EXTRACTED DATA

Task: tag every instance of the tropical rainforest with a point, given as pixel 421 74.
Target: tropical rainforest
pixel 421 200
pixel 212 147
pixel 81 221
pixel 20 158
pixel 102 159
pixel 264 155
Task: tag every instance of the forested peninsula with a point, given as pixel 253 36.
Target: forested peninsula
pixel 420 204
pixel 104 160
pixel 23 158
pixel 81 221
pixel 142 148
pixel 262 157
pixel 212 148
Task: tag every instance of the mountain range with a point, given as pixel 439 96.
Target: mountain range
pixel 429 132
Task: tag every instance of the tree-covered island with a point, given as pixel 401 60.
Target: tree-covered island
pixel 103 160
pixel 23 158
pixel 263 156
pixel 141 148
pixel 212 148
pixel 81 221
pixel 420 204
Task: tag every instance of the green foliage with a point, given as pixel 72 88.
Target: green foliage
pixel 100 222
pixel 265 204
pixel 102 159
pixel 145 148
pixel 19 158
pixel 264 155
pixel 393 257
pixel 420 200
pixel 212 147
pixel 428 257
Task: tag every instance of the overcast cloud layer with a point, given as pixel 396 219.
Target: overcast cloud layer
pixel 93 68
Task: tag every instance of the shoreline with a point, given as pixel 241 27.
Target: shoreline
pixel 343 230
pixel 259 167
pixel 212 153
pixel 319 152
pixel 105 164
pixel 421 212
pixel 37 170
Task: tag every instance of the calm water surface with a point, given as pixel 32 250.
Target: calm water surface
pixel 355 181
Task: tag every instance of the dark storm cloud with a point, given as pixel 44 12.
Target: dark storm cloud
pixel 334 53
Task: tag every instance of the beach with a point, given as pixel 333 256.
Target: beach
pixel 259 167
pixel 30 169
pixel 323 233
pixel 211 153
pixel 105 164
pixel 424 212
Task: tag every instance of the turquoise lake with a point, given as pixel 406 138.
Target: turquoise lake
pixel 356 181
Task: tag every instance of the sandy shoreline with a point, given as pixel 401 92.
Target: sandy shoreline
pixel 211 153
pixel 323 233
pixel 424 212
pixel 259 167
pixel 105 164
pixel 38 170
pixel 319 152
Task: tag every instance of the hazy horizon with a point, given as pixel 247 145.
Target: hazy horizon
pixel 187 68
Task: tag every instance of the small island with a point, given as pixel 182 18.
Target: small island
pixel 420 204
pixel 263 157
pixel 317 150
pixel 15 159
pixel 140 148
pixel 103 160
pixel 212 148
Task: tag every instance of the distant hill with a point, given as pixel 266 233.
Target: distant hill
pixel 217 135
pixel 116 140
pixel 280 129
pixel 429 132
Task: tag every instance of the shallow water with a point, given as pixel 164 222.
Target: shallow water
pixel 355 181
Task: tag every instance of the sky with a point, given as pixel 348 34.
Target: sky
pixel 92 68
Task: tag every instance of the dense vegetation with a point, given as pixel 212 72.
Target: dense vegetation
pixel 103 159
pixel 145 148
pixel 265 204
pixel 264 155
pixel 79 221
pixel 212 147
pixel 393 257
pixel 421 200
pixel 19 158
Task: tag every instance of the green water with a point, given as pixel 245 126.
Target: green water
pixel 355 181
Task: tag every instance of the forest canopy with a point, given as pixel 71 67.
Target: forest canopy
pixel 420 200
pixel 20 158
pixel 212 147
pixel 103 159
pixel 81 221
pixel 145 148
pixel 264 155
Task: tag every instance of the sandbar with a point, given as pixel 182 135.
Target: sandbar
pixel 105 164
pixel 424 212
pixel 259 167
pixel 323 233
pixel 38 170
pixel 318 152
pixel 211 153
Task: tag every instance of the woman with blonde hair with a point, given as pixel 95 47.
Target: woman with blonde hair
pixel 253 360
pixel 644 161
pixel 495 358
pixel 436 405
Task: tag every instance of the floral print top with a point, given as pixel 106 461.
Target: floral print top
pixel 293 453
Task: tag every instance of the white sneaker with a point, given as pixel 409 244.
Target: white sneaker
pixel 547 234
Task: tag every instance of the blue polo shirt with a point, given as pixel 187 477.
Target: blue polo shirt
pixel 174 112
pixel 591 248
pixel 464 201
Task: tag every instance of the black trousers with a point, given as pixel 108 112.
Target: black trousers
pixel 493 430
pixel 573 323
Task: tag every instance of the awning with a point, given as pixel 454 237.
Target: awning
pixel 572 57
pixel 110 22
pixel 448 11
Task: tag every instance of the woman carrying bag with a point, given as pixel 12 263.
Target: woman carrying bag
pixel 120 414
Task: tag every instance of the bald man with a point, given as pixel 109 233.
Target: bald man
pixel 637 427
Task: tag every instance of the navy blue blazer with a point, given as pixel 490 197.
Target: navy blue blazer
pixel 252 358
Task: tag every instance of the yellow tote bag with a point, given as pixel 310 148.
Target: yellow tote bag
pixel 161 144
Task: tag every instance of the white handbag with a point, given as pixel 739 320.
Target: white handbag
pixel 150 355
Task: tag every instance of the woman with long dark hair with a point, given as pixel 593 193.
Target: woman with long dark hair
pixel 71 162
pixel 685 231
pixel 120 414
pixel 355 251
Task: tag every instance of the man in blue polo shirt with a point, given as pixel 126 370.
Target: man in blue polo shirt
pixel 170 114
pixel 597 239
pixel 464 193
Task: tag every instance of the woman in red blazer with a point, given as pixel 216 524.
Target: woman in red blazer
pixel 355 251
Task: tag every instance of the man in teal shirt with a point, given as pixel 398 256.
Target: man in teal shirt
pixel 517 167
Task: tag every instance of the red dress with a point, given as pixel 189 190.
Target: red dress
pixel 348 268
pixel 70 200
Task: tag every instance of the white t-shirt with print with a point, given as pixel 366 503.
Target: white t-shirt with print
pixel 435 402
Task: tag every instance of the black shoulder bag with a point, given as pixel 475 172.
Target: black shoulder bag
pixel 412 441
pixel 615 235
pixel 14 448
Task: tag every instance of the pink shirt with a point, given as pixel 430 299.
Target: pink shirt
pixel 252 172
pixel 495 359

TASK REQUIREMENTS
Turn the data from the line with "Task: tag every instance of the floral" to the line with "pixel 547 234", both included, into a JSON list of strings with one string per line and blank lines omitted.

RESPONSE
[
  "Task: tag every instance of the floral print top with a point, given as pixel 106 461.",
  "Target: floral print top",
  "pixel 293 453",
  "Task: tag every instance of the white sneaker with a point, given as pixel 409 244.",
  "Target: white sneaker",
  "pixel 547 234"
]